- RECORDS TO USE -

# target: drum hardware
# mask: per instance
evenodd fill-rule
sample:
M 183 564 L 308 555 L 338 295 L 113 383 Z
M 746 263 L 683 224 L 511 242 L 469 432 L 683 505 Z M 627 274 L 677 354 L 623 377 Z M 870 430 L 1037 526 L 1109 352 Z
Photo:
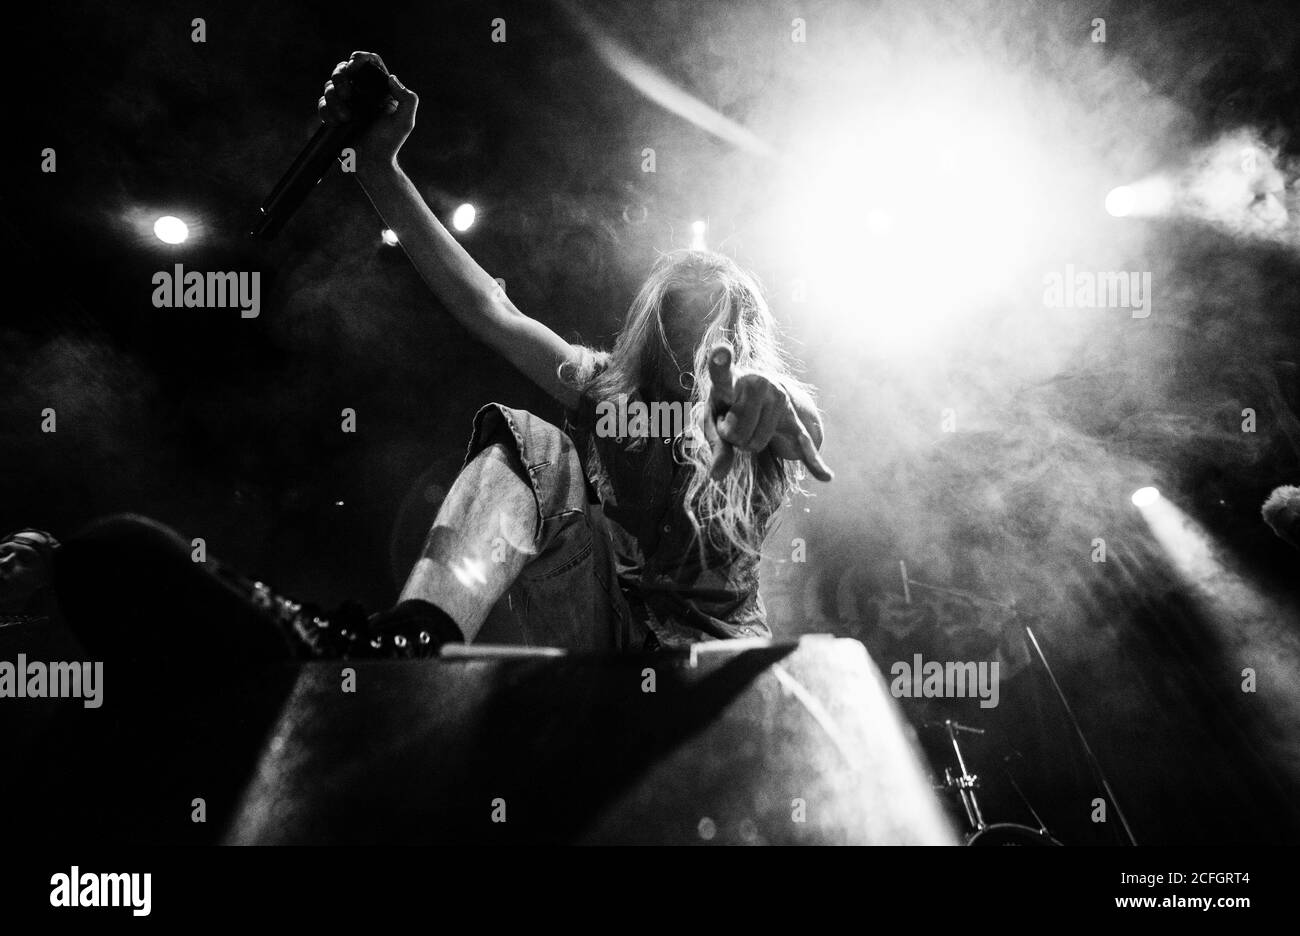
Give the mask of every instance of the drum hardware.
M 957 758 L 957 767 L 961 773 L 954 775 L 951 767 L 945 767 L 943 771 L 944 783 L 936 786 L 936 789 L 956 790 L 957 795 L 961 798 L 962 807 L 966 810 L 966 821 L 970 826 L 966 832 L 967 845 L 1060 845 L 1052 834 L 1047 830 L 1042 818 L 1035 811 L 1034 807 L 1029 804 L 1024 792 L 1016 783 L 1011 772 L 1003 768 L 1007 779 L 1011 781 L 1012 787 L 1020 796 L 1020 799 L 1028 807 L 1030 815 L 1038 823 L 1038 828 L 1034 829 L 1026 825 L 1020 825 L 1014 822 L 996 822 L 988 823 L 984 819 L 984 813 L 980 809 L 979 797 L 976 795 L 976 789 L 980 785 L 980 779 L 977 774 L 973 774 L 966 766 L 966 758 L 962 754 L 961 742 L 957 740 L 959 732 L 967 734 L 982 735 L 984 730 L 981 728 L 971 728 L 969 725 L 958 724 L 952 719 L 945 719 L 942 722 L 926 722 L 927 727 L 942 727 L 948 735 L 948 741 L 952 745 L 953 754 Z
M 1014 612 L 1016 619 L 1019 620 L 1019 612 Z M 1074 733 L 1079 738 L 1079 744 L 1083 747 L 1084 757 L 1088 761 L 1088 766 L 1092 768 L 1093 775 L 1101 788 L 1106 791 L 1106 798 L 1110 804 L 1115 807 L 1115 815 L 1119 816 L 1120 825 L 1124 827 L 1124 835 L 1130 845 L 1136 845 L 1137 839 L 1133 835 L 1133 829 L 1128 824 L 1128 817 L 1124 815 L 1124 810 L 1120 808 L 1119 800 L 1115 797 L 1115 791 L 1110 788 L 1110 781 L 1106 779 L 1106 773 L 1101 769 L 1101 761 L 1092 753 L 1092 747 L 1088 744 L 1088 739 L 1084 737 L 1083 728 L 1079 725 L 1079 720 L 1074 717 L 1074 711 L 1070 708 L 1069 701 L 1065 698 L 1065 692 L 1061 689 L 1061 684 L 1056 681 L 1056 674 L 1052 672 L 1052 667 L 1047 662 L 1047 657 L 1043 654 L 1043 648 L 1038 644 L 1038 638 L 1034 636 L 1033 629 L 1028 624 L 1022 624 L 1025 629 L 1025 635 L 1029 638 L 1029 643 L 1033 646 L 1034 652 L 1038 654 L 1039 662 L 1043 664 L 1043 669 L 1047 672 L 1047 678 L 1052 681 L 1052 688 L 1056 690 L 1056 697 L 1061 700 L 1061 707 L 1065 709 L 1065 715 L 1070 720 Z
M 1043 664 L 1043 671 L 1047 673 L 1047 678 L 1052 683 L 1052 689 L 1056 692 L 1056 697 L 1060 699 L 1061 707 L 1065 710 L 1065 716 L 1069 720 L 1070 726 L 1074 729 L 1075 736 L 1079 739 L 1079 745 L 1083 749 L 1084 759 L 1087 760 L 1088 766 L 1092 769 L 1093 776 L 1096 777 L 1097 783 L 1105 792 L 1106 798 L 1110 801 L 1110 804 L 1115 807 L 1115 814 L 1119 817 L 1120 825 L 1124 829 L 1124 836 L 1128 839 L 1128 844 L 1137 845 L 1137 838 L 1133 835 L 1133 828 L 1129 825 L 1128 817 L 1124 815 L 1124 810 L 1119 805 L 1119 800 L 1115 796 L 1115 791 L 1111 788 L 1110 781 L 1106 779 L 1106 773 L 1101 768 L 1101 761 L 1099 761 L 1097 756 L 1092 752 L 1092 747 L 1088 744 L 1088 739 L 1083 733 L 1083 728 L 1080 726 L 1079 720 L 1074 717 L 1074 710 L 1070 708 L 1070 702 L 1065 697 L 1065 691 L 1061 688 L 1061 684 L 1057 682 L 1056 674 L 1052 672 L 1051 664 L 1047 662 L 1047 655 L 1043 653 L 1042 645 L 1038 642 L 1038 637 L 1034 634 L 1033 628 L 1031 628 L 1028 623 L 1021 620 L 1020 609 L 1016 605 L 1014 599 L 1010 603 L 1006 603 L 995 601 L 992 598 L 985 598 L 982 595 L 977 595 L 974 592 L 964 591 L 959 588 L 944 588 L 939 585 L 930 585 L 926 582 L 918 582 L 916 579 L 908 576 L 907 564 L 901 559 L 898 562 L 898 570 L 903 579 L 903 597 L 908 604 L 911 604 L 912 601 L 912 589 L 924 588 L 954 597 L 966 598 L 970 601 L 979 602 L 981 604 L 1003 608 L 1011 612 L 1011 616 L 1015 618 L 1017 623 L 1019 623 L 1024 629 L 1025 637 L 1029 646 L 1033 649 L 1034 655 L 1038 658 L 1038 662 Z M 956 736 L 955 734 L 952 734 L 951 729 L 950 734 L 953 738 L 953 744 L 955 745 Z M 958 759 L 960 761 L 960 755 L 958 755 Z M 962 768 L 962 773 L 965 775 L 964 767 Z M 973 795 L 973 791 L 971 795 Z M 1021 795 L 1021 799 L 1024 799 L 1023 794 Z M 968 813 L 969 812 L 970 810 L 968 810 Z M 981 832 L 982 830 L 977 830 L 976 835 L 981 834 Z M 972 841 L 969 844 L 974 844 L 974 842 Z
M 1029 802 L 1029 797 L 1025 796 L 1025 791 L 1020 789 L 1020 784 L 1016 783 L 1015 775 L 1011 773 L 1011 768 L 1007 766 L 1007 763 L 1011 760 L 1024 760 L 1024 758 L 1021 756 L 1019 751 L 1014 751 L 1014 753 L 1008 754 L 1006 757 L 1002 758 L 1002 772 L 1006 774 L 1007 782 L 1011 784 L 1011 789 L 1015 790 L 1016 795 L 1020 797 L 1020 802 L 1025 804 L 1025 809 L 1029 810 L 1029 815 L 1033 816 L 1034 821 L 1038 823 L 1038 831 L 1043 835 L 1047 835 L 1047 823 L 1043 822 L 1042 816 L 1038 815 L 1038 810 L 1034 809 L 1034 804 Z

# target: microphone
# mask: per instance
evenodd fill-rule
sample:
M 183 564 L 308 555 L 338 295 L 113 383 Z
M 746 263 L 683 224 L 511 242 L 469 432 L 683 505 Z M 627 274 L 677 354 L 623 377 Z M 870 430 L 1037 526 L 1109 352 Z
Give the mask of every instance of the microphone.
M 1260 513 L 1280 539 L 1300 549 L 1300 487 L 1274 489 Z
M 249 237 L 258 240 L 275 237 L 306 200 L 307 194 L 324 178 L 339 151 L 360 136 L 379 116 L 388 97 L 387 73 L 373 62 L 365 62 L 348 77 L 352 81 L 352 99 L 348 101 L 348 107 L 353 119 L 341 126 L 322 124 L 317 129 L 289 171 L 262 202 L 257 220 L 248 232 Z

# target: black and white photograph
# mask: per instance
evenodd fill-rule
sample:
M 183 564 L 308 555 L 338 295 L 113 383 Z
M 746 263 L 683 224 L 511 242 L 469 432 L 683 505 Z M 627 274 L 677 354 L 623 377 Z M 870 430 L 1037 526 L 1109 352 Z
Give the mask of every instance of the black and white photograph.
M 889 847 L 932 923 L 1270 905 L 1285 0 L 23 7 L 7 907 L 575 845 Z

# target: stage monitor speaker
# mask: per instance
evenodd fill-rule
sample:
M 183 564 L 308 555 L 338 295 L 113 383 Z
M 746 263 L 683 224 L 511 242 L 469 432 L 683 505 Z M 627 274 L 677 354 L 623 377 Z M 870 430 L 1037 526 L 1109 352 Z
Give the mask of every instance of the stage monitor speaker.
M 0 801 L 22 804 L 6 834 L 105 846 L 956 842 L 856 641 L 447 649 L 459 655 L 110 660 L 98 707 L 6 699 Z
M 227 841 L 956 844 L 857 641 L 458 649 L 301 667 Z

- AIM OF THE EXERCISE -
Consider the entries above and return each line with the string "target".

- EXERCISE RESULT -
# target: drum hardware
# target: microphone
# target: black and white photograph
# target: stage monitor speaker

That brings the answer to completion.